Leave the images out and write out each entry exactly as shown.
——————
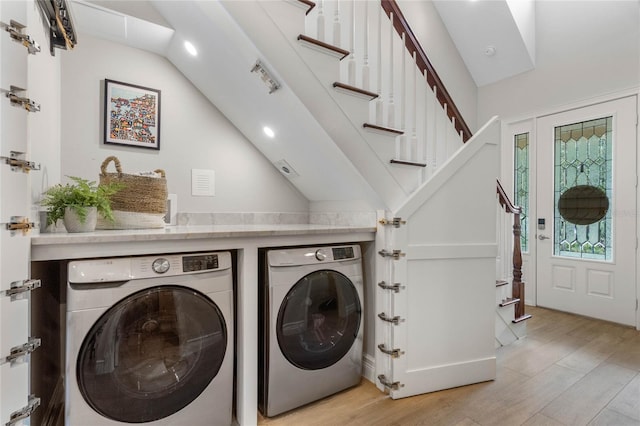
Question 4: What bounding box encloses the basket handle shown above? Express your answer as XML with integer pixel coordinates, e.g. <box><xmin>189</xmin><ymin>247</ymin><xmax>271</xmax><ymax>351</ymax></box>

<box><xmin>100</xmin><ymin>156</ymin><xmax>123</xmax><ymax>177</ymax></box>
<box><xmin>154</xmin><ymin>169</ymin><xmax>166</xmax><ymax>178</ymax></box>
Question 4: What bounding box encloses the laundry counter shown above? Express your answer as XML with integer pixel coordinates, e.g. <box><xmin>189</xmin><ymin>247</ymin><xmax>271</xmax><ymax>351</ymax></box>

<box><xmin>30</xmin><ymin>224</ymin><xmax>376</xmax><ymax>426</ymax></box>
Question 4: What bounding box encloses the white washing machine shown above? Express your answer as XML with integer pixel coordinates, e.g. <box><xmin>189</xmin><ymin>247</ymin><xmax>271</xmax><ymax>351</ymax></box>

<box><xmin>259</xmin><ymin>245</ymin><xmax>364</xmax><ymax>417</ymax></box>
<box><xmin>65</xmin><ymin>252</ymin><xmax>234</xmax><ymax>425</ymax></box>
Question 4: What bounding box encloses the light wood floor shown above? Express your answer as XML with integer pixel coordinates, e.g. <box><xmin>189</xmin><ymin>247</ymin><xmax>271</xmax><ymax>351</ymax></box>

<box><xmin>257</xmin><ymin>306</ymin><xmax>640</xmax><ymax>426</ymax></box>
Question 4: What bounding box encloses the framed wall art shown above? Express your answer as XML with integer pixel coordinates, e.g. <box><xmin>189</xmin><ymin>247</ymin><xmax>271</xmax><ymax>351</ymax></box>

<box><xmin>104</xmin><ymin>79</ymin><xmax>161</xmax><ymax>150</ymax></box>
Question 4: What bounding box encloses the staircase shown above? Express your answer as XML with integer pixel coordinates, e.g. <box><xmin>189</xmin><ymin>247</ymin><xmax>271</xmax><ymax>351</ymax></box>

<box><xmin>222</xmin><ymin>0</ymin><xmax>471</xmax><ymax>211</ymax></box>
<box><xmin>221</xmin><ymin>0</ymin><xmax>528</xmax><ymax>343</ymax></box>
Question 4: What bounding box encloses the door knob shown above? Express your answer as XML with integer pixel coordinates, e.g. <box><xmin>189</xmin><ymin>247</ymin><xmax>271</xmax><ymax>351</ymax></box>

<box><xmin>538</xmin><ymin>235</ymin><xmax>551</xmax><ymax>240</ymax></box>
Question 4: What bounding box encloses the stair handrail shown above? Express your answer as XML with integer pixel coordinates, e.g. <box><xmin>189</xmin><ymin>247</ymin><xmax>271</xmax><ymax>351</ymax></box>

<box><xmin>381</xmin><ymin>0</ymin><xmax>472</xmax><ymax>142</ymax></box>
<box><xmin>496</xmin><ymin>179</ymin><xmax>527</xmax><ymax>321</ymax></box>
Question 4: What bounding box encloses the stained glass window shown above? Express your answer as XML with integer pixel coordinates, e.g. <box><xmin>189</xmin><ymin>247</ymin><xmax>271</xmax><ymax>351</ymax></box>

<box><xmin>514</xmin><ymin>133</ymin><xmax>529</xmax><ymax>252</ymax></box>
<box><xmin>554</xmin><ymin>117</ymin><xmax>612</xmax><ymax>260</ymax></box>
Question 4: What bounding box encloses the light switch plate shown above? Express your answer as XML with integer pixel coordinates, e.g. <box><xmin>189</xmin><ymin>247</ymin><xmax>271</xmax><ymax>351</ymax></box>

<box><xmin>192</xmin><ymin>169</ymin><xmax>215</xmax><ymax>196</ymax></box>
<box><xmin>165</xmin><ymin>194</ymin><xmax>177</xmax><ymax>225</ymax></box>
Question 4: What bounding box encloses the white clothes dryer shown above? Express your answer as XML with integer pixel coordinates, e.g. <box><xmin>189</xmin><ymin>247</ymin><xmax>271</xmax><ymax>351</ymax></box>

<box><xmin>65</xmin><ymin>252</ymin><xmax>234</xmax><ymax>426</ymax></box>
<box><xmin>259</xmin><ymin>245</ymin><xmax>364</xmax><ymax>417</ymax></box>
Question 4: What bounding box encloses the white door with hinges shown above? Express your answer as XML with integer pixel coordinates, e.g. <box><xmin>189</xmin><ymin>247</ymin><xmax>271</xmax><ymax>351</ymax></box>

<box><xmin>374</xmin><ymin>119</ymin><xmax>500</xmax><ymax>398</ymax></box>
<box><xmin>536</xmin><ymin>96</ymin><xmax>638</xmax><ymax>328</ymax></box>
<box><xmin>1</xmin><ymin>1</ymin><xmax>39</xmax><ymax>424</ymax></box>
——————
■ Response for this exercise ■
Question 4: What bounding box encloses the basket handle shown above? Express your answer as XML with integer pixel coordinates, e.g. <box><xmin>189</xmin><ymin>247</ymin><xmax>271</xmax><ymax>351</ymax></box>

<box><xmin>100</xmin><ymin>156</ymin><xmax>123</xmax><ymax>177</ymax></box>
<box><xmin>154</xmin><ymin>169</ymin><xmax>166</xmax><ymax>178</ymax></box>
Question 4: What bounding box encloses the laundry counter shown above? Express your answer as XML with integer pixel coordinates, e.g. <box><xmin>189</xmin><ymin>247</ymin><xmax>271</xmax><ymax>351</ymax></box>

<box><xmin>30</xmin><ymin>224</ymin><xmax>376</xmax><ymax>426</ymax></box>
Question 4: What bounding box encloses the white washing machine shown above? Express your answer as XML with integer pixel coordinates, e.g. <box><xmin>189</xmin><ymin>247</ymin><xmax>271</xmax><ymax>351</ymax></box>

<box><xmin>259</xmin><ymin>245</ymin><xmax>364</xmax><ymax>417</ymax></box>
<box><xmin>65</xmin><ymin>252</ymin><xmax>234</xmax><ymax>425</ymax></box>
Question 4: What bounding box encloses the light wood floor shown above? Express your answer as XML with integer pixel coordinates, e.g. <box><xmin>189</xmin><ymin>247</ymin><xmax>271</xmax><ymax>351</ymax></box>

<box><xmin>257</xmin><ymin>306</ymin><xmax>640</xmax><ymax>426</ymax></box>
Question 4: What bounding box encloses the framed wall art shown above? Express your answer as XML with integer pixel coordinates, e.g. <box><xmin>189</xmin><ymin>247</ymin><xmax>271</xmax><ymax>351</ymax></box>

<box><xmin>104</xmin><ymin>79</ymin><xmax>161</xmax><ymax>150</ymax></box>
Question 4: What bounding box encloses the staircase shown above? Express your answer as XML with integer pixel coordinates, e.g. <box><xmin>189</xmin><ymin>247</ymin><xmax>271</xmax><ymax>351</ymax></box>

<box><xmin>222</xmin><ymin>0</ymin><xmax>471</xmax><ymax>211</ymax></box>
<box><xmin>221</xmin><ymin>0</ymin><xmax>528</xmax><ymax>343</ymax></box>
Question 4: What bounding box encloses the door knob shown above? Express your answer as XML with integer pixel coordinates, e.g. <box><xmin>189</xmin><ymin>247</ymin><xmax>271</xmax><ymax>351</ymax></box>

<box><xmin>538</xmin><ymin>235</ymin><xmax>551</xmax><ymax>240</ymax></box>
Question 4: What bounding box encloses the stair handrail shown above? Express your answer as XML with integer pixel coordinates, e.g. <box><xmin>189</xmin><ymin>247</ymin><xmax>271</xmax><ymax>351</ymax></box>

<box><xmin>381</xmin><ymin>0</ymin><xmax>472</xmax><ymax>142</ymax></box>
<box><xmin>496</xmin><ymin>179</ymin><xmax>527</xmax><ymax>321</ymax></box>
Question 4: What bounding box encloses the stained glass window shown above? Express your answer as XML with integer pixel coordinates, e.g. <box><xmin>189</xmin><ymin>247</ymin><xmax>271</xmax><ymax>351</ymax></box>

<box><xmin>514</xmin><ymin>133</ymin><xmax>529</xmax><ymax>252</ymax></box>
<box><xmin>554</xmin><ymin>117</ymin><xmax>612</xmax><ymax>260</ymax></box>
Question 4: What bounding box encloses the light switch plate shown above? Express your answer as XML with integer pixel coordinates, e.g. <box><xmin>189</xmin><ymin>247</ymin><xmax>271</xmax><ymax>351</ymax></box>

<box><xmin>192</xmin><ymin>169</ymin><xmax>215</xmax><ymax>196</ymax></box>
<box><xmin>165</xmin><ymin>194</ymin><xmax>177</xmax><ymax>225</ymax></box>
Question 4: What bounding box encloses the white clothes dryer shown above? Express your answer as XML with integer pixel coordinates, e.g. <box><xmin>189</xmin><ymin>247</ymin><xmax>271</xmax><ymax>351</ymax></box>

<box><xmin>65</xmin><ymin>252</ymin><xmax>234</xmax><ymax>426</ymax></box>
<box><xmin>259</xmin><ymin>245</ymin><xmax>364</xmax><ymax>417</ymax></box>
Question 4: What bounding box encloses the white door with hinges shown above? Express your answer as XML with integer pixel coordinates, e.g. <box><xmin>189</xmin><ymin>247</ymin><xmax>271</xmax><ymax>351</ymax></box>

<box><xmin>374</xmin><ymin>119</ymin><xmax>500</xmax><ymax>398</ymax></box>
<box><xmin>536</xmin><ymin>96</ymin><xmax>638</xmax><ymax>328</ymax></box>
<box><xmin>1</xmin><ymin>1</ymin><xmax>39</xmax><ymax>424</ymax></box>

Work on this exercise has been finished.